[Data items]
----------------------------------------

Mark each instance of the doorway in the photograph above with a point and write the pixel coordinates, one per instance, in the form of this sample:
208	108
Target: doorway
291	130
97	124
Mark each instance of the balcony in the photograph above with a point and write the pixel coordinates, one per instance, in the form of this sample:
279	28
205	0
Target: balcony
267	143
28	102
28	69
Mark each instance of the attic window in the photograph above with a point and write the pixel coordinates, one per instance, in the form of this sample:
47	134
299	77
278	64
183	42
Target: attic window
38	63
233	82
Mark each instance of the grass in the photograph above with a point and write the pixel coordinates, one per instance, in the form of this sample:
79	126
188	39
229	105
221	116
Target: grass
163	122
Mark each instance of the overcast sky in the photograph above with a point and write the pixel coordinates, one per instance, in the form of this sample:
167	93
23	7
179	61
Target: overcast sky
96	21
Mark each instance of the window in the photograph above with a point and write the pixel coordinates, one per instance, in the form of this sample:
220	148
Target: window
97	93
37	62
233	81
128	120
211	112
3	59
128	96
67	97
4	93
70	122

----------------------------------------

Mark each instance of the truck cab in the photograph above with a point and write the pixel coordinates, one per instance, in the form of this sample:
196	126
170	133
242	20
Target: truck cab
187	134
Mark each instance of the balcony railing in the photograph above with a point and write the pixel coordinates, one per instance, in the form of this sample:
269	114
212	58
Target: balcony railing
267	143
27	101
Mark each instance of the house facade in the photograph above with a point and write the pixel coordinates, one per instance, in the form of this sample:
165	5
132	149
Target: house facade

----------------------------------------

Your goal: All that is wanted is an exact copy of the lines above from the one with "Mark each instance of the balcony railing" through the one with "Target: house facade", with both ends included.

Task response:
Mark each instance of the balcony railing in the photograph above with a point and write the pixel coordinates, one per instance, in the form of this sample:
269	114
212	58
Target: balcony railing
267	143
27	101
Mark each instance of the house facade in the photograph above with a point and write the pixel coordinates, one per instance, in the form of this sample:
165	5
132	149
Target: house facade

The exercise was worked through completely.